MATERIALS PROVIDED
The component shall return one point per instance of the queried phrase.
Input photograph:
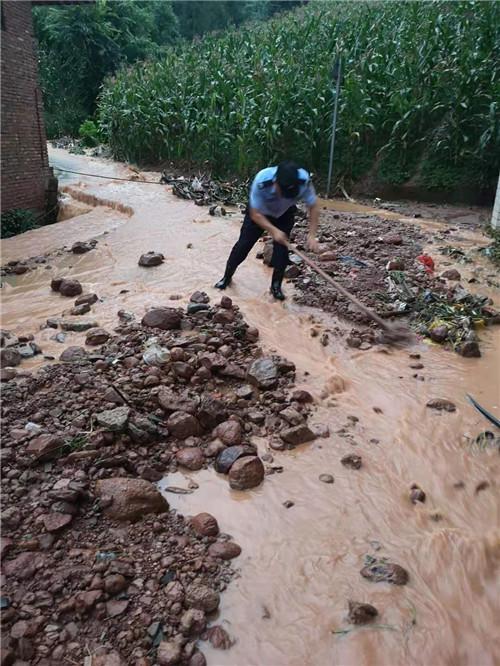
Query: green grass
(421, 84)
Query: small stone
(169, 653)
(219, 638)
(302, 396)
(229, 456)
(131, 498)
(86, 299)
(361, 613)
(114, 420)
(97, 336)
(190, 457)
(202, 597)
(297, 435)
(70, 288)
(385, 572)
(10, 357)
(469, 349)
(56, 521)
(352, 461)
(225, 550)
(263, 372)
(163, 318)
(151, 259)
(205, 524)
(416, 494)
(80, 247)
(247, 472)
(442, 404)
(199, 297)
(451, 274)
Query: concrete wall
(25, 167)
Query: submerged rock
(379, 572)
(361, 613)
(131, 498)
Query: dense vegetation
(80, 45)
(419, 96)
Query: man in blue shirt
(273, 195)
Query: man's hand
(279, 236)
(312, 244)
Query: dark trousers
(250, 234)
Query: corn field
(419, 97)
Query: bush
(17, 221)
(89, 134)
(418, 80)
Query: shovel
(392, 334)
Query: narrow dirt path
(300, 565)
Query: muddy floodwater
(300, 565)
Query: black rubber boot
(225, 281)
(276, 281)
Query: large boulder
(246, 472)
(165, 318)
(131, 498)
(70, 288)
(263, 372)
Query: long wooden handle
(341, 289)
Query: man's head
(288, 179)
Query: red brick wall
(25, 167)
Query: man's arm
(312, 241)
(263, 222)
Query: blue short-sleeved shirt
(265, 198)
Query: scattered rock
(416, 494)
(352, 461)
(469, 349)
(202, 597)
(80, 247)
(131, 498)
(229, 456)
(361, 613)
(97, 336)
(442, 404)
(190, 457)
(385, 572)
(163, 318)
(114, 420)
(263, 372)
(205, 524)
(225, 550)
(45, 447)
(247, 472)
(451, 274)
(219, 638)
(73, 355)
(199, 297)
(70, 288)
(151, 259)
(86, 299)
(297, 435)
(10, 357)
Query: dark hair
(287, 177)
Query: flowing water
(300, 566)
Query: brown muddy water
(300, 566)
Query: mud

GIVEN TASK
Revise all the entries above so that every "Query" becomes "Label", with nothing else altered, and leave the pictures out of what you write.

EXERCISE SOLUTION
The component shall return one point per instance of the queried phrase.
Input photograph:
Label: green grass
(421, 84)
Label: small stone
(169, 653)
(219, 638)
(302, 396)
(229, 456)
(131, 498)
(86, 299)
(361, 613)
(114, 420)
(97, 336)
(190, 457)
(202, 597)
(297, 435)
(70, 288)
(385, 572)
(10, 357)
(469, 349)
(56, 521)
(352, 461)
(225, 550)
(263, 372)
(163, 318)
(151, 259)
(205, 524)
(416, 494)
(80, 247)
(247, 472)
(442, 404)
(199, 297)
(451, 274)
Label: concrete wall
(25, 167)
Label: submerged rock
(379, 572)
(361, 613)
(131, 498)
Label: dense vegetation
(80, 45)
(419, 96)
Label: man in blue shirt
(273, 195)
Label: man's hand
(279, 236)
(312, 244)
Label: dark trousers
(250, 234)
Label: corn field
(419, 97)
Label: bush
(17, 221)
(89, 134)
(418, 80)
Label: shovel
(392, 334)
Label: narrow dirt path
(300, 565)
Label: muddy floodwater
(300, 565)
Label: black rubber boot
(225, 281)
(276, 281)
Label: large boulder
(246, 472)
(165, 318)
(131, 498)
(70, 288)
(263, 372)
Label: long wooden handle
(341, 289)
Label: man's head
(288, 179)
Label: red brick wall
(25, 167)
Label: man's arm
(312, 241)
(263, 222)
Label: blue short-sleeved shirt
(265, 198)
Label: scattered rock
(416, 494)
(352, 461)
(469, 349)
(202, 597)
(80, 247)
(131, 498)
(229, 456)
(361, 613)
(97, 336)
(442, 404)
(190, 457)
(385, 572)
(163, 318)
(114, 420)
(263, 372)
(205, 524)
(225, 550)
(45, 447)
(247, 472)
(451, 274)
(219, 638)
(73, 355)
(199, 297)
(70, 288)
(151, 259)
(86, 299)
(297, 435)
(10, 357)
Label: dark hair
(287, 177)
Label: flowing water
(300, 566)
Label: brown muddy water
(300, 566)
Label: mud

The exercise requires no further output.